+++ Excerpted passage +++

The mission is the same as in Battlestar Galactica, that’s a good start, and let’s hope it ends better than there, and the heroes are kind of nice, too. Wall-E looks like “Number 5” of “Short Circuit” (“bbbbbbrrrrr… mooooorrre INPUT!”), speaks like R2-D2 (no wonder, same voice designer) and his girlfriend looks like a electrical salt dispenser, quite nice. The animation is absolutely stunning, and the first 20 minutes when the scenery lives off his adventures on Earth and he behaves like the guy in that African film about the Coke bottle falling off a plane into the Kenyan desert (ok, I will check… “The Gods Must Be Crazy”, and it plays in the Kalahari desert. Now is that Kenya? I have no idea…) – magic!
However, when the setting changes and humans come in, the old problem of animated movies comes back with a vengeance. Humans, as a rule of nature, look never good in animation, and even when you try to make them look ridiculous, they are always more fake than the poorest artificial objects. And more boring. Wall-E is the star of the show, and nobody can steal that show – but whenever he interacts with those nerdy fat humans, there is a slight pffft sound when interest evaporates.

+++ Supplied information +++

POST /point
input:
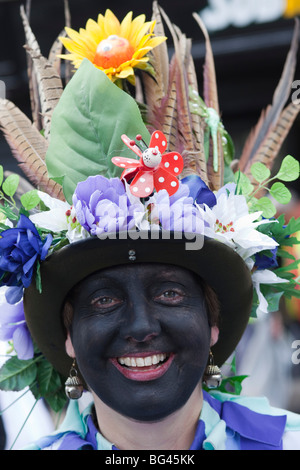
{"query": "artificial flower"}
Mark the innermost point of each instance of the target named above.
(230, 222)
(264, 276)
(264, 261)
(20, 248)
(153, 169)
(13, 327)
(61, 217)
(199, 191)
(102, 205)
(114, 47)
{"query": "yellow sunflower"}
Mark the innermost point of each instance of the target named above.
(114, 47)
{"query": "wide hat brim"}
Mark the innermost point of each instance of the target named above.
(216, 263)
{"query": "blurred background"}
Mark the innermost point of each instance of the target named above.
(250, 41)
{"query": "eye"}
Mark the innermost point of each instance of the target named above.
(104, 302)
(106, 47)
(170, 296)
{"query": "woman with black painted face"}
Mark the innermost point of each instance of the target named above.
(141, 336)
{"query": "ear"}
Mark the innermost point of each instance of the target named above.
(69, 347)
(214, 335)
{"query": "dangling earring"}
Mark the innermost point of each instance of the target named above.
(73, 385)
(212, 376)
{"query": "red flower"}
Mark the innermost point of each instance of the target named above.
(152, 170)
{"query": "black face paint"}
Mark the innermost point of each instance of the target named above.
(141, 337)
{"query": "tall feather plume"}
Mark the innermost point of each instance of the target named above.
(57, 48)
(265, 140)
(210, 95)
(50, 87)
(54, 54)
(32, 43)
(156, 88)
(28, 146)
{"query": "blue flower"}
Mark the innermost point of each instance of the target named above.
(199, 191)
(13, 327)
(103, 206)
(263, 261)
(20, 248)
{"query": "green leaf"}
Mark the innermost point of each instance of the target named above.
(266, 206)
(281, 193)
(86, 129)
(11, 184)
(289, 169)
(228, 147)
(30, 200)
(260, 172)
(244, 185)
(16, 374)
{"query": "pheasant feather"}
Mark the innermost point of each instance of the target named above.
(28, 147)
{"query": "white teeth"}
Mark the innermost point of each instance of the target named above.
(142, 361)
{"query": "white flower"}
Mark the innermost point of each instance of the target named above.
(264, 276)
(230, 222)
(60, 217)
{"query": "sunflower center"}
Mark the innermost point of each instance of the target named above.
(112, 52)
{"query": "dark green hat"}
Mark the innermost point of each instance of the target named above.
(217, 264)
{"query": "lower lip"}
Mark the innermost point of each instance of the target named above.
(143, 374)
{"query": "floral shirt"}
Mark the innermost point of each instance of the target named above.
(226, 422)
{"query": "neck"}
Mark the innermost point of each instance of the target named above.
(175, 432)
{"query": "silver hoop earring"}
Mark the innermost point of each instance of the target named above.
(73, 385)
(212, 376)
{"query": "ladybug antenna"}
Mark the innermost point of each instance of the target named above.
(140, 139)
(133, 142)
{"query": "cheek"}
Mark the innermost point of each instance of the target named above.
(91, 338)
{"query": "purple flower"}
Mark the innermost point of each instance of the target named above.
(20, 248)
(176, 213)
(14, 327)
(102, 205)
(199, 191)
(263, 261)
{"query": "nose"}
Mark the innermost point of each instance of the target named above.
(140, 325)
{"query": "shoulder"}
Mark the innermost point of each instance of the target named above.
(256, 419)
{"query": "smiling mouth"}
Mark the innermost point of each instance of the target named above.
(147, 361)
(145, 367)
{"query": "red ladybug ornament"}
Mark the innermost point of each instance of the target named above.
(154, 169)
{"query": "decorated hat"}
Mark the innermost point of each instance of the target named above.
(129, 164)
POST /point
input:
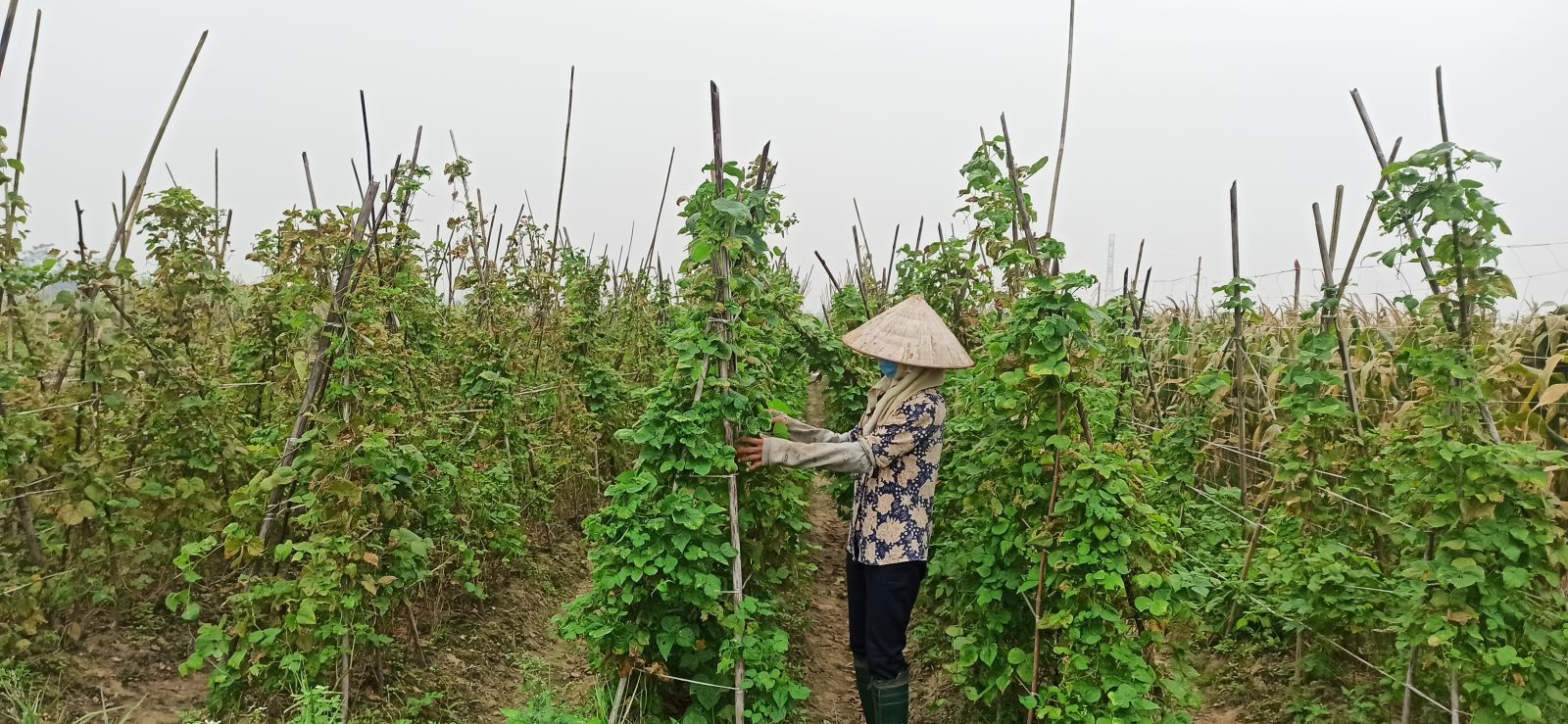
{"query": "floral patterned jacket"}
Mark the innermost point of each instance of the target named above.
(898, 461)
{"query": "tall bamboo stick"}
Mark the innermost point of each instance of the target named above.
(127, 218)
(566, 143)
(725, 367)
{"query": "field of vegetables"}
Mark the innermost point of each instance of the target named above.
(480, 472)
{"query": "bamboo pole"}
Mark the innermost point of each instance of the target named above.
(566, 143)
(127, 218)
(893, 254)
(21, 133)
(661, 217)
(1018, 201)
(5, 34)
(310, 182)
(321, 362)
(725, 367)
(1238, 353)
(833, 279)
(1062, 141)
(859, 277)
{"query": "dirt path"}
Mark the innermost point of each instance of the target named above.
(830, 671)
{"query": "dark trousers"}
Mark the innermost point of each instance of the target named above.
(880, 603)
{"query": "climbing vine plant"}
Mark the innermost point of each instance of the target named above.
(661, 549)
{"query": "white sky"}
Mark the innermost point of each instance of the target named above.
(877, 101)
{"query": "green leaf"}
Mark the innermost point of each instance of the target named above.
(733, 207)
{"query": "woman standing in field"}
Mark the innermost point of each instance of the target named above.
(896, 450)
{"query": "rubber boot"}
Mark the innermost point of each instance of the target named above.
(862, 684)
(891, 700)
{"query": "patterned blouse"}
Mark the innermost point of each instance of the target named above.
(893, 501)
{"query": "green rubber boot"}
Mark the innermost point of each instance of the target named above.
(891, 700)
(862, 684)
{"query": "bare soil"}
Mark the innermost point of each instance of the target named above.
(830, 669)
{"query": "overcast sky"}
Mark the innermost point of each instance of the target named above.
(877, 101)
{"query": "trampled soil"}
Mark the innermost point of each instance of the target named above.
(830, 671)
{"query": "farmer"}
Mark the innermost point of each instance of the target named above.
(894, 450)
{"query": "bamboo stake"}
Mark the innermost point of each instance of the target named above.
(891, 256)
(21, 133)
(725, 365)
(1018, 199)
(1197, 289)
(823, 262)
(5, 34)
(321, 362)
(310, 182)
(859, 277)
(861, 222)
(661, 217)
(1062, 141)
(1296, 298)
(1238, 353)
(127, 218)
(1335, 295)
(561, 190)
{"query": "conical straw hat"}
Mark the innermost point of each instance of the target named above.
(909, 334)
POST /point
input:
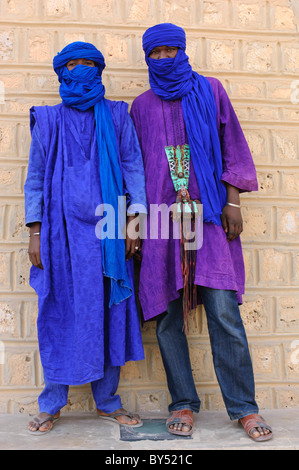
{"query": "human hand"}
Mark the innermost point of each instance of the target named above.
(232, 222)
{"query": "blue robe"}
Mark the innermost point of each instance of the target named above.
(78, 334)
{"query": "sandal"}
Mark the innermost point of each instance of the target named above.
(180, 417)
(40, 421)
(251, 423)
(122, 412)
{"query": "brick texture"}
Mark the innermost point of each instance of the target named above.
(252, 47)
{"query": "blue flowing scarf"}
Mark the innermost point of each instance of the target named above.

+++

- Task directions -
Could you extend the Wall-E review, picking up right after its last sentence? You won't need the records for this.

- Reply to the exercise -
The praise for the film’s brilliance that caused some critics to cure it the first Oscar contender for next year was in my opinion exaggerated – it is a very nice animated film, kind of hard to sell between enthusiastic, but slightly disappointed grown-ups and their slightly overburdened kids who start shifting on their butts after 10 minutes without talking (“why is the cockroach not taaaalkiiing?” – “Because it’s a cockroach, they don’t talk” – “But Nemo taaaallked” – “Not a cockroach either. Shut up, we are at the movies. Or go to the toilet and talk there. Come back in no less than 60 minutes.”).

Very positive: no famous actors for the voices, but mostly people who can do proper voices – how I HATE these half-prominent B movie actors in other movies (and yes, I mean YOU: Mike Myers, and YOU: Jack Black!), the lack of talent only enlarged when reduced to the means of voice.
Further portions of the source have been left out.